Saved entries:
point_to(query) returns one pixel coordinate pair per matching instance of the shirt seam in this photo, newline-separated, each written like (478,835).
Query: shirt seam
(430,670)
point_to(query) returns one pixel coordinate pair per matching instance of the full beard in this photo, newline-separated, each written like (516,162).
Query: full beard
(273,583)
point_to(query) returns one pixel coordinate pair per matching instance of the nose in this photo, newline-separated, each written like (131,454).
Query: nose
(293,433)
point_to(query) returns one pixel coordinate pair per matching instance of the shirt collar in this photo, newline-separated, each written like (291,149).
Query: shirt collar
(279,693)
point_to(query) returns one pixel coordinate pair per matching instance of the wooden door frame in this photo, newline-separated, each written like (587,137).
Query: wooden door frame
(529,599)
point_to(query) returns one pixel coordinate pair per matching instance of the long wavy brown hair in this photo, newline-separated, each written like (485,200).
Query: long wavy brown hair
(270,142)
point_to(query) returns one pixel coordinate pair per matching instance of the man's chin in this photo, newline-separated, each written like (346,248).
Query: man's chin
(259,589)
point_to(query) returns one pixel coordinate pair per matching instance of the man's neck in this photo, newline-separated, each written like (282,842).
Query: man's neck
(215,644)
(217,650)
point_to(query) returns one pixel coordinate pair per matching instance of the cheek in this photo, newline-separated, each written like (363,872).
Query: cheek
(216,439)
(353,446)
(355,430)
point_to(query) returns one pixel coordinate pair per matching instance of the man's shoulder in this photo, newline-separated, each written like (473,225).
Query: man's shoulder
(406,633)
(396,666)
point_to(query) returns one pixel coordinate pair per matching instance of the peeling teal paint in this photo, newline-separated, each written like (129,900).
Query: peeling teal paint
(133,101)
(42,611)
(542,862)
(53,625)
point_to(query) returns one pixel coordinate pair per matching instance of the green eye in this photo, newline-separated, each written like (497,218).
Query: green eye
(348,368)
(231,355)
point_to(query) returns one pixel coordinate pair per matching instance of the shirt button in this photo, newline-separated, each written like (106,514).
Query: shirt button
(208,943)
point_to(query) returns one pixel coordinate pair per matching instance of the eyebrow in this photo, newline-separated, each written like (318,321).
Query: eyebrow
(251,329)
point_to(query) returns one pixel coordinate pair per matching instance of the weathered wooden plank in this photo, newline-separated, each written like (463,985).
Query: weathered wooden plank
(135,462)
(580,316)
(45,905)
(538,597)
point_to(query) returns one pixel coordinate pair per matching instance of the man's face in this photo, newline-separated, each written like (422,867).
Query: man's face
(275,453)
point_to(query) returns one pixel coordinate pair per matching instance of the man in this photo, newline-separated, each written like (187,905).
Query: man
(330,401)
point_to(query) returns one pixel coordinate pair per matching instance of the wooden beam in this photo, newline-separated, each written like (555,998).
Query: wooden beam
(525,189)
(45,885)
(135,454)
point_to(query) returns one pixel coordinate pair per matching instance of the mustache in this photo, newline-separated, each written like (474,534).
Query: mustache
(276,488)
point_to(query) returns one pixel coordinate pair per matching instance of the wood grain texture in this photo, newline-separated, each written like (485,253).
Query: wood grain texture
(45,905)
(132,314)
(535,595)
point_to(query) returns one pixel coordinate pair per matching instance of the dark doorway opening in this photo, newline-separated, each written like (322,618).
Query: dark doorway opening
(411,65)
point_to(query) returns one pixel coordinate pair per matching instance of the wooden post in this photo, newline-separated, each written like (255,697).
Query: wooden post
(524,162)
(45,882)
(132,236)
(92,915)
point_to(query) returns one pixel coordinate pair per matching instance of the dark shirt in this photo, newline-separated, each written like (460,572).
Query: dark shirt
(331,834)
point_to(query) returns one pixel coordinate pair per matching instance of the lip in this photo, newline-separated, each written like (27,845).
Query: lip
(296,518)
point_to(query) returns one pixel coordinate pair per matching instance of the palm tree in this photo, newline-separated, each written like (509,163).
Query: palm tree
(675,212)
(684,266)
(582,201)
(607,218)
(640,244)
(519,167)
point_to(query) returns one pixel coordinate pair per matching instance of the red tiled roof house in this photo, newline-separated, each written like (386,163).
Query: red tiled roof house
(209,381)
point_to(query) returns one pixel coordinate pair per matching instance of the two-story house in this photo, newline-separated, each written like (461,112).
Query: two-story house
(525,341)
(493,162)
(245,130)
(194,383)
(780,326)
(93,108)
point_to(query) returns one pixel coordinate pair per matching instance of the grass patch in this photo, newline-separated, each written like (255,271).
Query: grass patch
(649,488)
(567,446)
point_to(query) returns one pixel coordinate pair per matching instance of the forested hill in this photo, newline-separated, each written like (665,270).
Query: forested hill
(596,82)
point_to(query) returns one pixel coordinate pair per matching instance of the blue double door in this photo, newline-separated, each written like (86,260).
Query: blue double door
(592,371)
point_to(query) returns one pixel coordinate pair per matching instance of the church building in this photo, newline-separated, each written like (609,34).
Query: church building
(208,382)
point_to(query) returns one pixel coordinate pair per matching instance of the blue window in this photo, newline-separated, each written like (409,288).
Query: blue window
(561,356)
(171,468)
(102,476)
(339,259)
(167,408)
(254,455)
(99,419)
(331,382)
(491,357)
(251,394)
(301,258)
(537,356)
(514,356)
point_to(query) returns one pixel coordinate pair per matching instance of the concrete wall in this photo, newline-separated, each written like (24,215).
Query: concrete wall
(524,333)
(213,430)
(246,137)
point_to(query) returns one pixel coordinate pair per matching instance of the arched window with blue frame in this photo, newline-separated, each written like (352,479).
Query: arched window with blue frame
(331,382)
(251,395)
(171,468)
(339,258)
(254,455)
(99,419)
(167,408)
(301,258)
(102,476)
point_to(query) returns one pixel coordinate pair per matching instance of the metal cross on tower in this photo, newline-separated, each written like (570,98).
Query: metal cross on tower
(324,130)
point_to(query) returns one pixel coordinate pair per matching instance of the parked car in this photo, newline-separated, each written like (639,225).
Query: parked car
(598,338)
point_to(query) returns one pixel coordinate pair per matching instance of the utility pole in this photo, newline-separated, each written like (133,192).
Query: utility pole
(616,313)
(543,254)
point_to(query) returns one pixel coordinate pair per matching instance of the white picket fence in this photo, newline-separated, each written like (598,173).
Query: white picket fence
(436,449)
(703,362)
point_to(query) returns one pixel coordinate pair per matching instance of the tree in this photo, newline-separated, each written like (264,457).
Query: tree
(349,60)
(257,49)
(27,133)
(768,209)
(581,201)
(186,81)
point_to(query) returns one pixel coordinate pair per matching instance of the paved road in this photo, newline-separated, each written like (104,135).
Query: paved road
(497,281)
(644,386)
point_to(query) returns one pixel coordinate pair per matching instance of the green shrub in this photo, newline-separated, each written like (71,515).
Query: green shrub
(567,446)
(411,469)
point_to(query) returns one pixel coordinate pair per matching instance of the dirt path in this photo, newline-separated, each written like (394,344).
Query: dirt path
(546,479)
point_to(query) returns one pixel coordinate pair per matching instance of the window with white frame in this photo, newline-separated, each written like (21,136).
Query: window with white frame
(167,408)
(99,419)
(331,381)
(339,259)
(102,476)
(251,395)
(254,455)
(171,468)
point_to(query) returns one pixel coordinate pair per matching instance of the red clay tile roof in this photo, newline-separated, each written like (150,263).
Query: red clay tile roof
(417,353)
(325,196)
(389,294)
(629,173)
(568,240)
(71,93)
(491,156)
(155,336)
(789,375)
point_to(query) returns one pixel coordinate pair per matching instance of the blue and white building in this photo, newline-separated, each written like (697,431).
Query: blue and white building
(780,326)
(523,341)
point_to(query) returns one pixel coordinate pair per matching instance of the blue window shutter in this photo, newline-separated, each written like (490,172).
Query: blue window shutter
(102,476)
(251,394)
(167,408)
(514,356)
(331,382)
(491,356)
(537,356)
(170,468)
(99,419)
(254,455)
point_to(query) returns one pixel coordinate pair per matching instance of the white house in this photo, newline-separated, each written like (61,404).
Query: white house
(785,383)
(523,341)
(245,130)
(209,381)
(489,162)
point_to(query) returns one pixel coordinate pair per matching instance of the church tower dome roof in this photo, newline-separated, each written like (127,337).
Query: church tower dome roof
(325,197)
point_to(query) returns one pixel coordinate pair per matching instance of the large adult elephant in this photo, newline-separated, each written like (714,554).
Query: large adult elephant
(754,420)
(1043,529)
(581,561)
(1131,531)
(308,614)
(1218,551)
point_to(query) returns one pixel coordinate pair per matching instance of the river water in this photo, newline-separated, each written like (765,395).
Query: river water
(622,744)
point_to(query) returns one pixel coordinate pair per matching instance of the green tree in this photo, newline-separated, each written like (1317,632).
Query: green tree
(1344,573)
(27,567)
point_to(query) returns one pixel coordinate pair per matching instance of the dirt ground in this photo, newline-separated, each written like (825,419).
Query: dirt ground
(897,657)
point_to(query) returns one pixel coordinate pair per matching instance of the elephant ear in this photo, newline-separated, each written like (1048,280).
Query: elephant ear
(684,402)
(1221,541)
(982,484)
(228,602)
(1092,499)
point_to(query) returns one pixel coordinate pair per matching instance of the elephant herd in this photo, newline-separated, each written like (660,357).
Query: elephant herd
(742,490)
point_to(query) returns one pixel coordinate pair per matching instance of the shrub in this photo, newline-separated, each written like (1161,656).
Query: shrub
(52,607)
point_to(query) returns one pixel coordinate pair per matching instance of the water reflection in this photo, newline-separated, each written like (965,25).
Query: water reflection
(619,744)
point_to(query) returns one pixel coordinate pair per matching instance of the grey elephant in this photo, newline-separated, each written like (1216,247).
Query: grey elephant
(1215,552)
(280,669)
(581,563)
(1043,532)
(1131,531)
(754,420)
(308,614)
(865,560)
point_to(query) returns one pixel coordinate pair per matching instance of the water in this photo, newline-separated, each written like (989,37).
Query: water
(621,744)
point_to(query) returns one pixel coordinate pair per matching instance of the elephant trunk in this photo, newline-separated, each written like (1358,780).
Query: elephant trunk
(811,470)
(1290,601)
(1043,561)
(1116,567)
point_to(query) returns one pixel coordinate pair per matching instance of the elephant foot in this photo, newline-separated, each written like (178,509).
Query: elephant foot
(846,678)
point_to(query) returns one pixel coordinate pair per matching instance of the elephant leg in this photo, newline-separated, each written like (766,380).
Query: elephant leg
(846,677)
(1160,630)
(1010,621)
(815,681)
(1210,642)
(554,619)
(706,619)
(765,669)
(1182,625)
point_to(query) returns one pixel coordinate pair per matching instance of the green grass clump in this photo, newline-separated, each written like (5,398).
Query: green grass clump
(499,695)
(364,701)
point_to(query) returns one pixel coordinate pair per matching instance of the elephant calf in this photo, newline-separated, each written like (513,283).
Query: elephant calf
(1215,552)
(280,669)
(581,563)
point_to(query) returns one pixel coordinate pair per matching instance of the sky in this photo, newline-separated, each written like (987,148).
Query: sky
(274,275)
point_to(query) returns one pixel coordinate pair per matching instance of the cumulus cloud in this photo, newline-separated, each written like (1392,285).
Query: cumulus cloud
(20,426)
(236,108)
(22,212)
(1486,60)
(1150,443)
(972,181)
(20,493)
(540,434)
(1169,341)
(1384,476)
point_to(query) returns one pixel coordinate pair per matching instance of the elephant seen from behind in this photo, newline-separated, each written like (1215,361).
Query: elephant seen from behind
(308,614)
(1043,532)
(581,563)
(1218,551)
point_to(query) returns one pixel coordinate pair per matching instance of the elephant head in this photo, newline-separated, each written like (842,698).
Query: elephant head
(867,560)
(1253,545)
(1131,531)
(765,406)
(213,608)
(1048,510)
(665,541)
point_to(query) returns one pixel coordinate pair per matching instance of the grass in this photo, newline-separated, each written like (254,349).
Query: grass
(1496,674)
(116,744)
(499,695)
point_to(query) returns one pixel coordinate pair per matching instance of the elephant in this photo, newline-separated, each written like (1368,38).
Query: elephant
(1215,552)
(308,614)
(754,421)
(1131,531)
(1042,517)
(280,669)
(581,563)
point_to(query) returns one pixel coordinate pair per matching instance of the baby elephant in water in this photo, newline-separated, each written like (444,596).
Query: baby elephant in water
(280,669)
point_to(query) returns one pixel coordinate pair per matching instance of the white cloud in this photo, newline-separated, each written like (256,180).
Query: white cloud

> **Problem**: As listed above, the lines from the line with "Query: peeling teal paint" to the line with "written like (322,618)." are to be echoed exactly, with both ends included and nothing added.

> **Exercise response**:
Query: peeling teal paint
(133,101)
(42,611)
(542,862)
(53,625)
point_to(query) returns one pixel coordinate pair per matching instance of the green eye in this photo, newline-separated, each written like (497,218).
Query: green eye
(348,368)
(231,355)
point_to(query) returns one pixel coordinate pair per matching instance of the shirt button in this photo, newline-separated, each written like (106,514).
Query: shirt button
(208,943)
point_to(query) returns one pixel coordinate pair per matching instance of the eyebrow in this photo, newline-separated, each written like (318,321).
Query: eyebrow
(251,329)
point_to(query) returns one pixel coordinate pair per matching instance of the weathered wooden plank in this photo, newline-separated, each written like (463,985).
Query: weathered wooden plank
(135,462)
(580,316)
(45,905)
(538,597)
point_to(query) returns one pixel coordinate pair per matching instance of the man's face in this photo, newline-separated, each written like (422,867).
Query: man's face
(275,453)
point_to(query) returns one pixel coordinate pair per matching instance of the man in this photo, newline-separated, each written like (187,905).
Query: man
(330,401)
point_to(query) returns one pixel coordinate pair per matching instance of the wooden beam in this photo, newline-separated, each written like (555,998).
Query: wooden beam
(525,189)
(45,885)
(135,454)
point_to(query) returns one pixel coordinate pair per matching instance of the mustache in this photo, newline-separated, each written like (474,534).
Query: mustache
(276,488)
point_to(query) returns one pixel coordinate pair per matching instance of the wood grain texture in this photo, newline-separated, each written like (485,253).
Query: wood grain texture
(45,905)
(132,314)
(535,595)
point_to(query) returns one pixel coordinate pair per matching instance of the dark doorway opening in this photo, newline-separated, each written like (322,618).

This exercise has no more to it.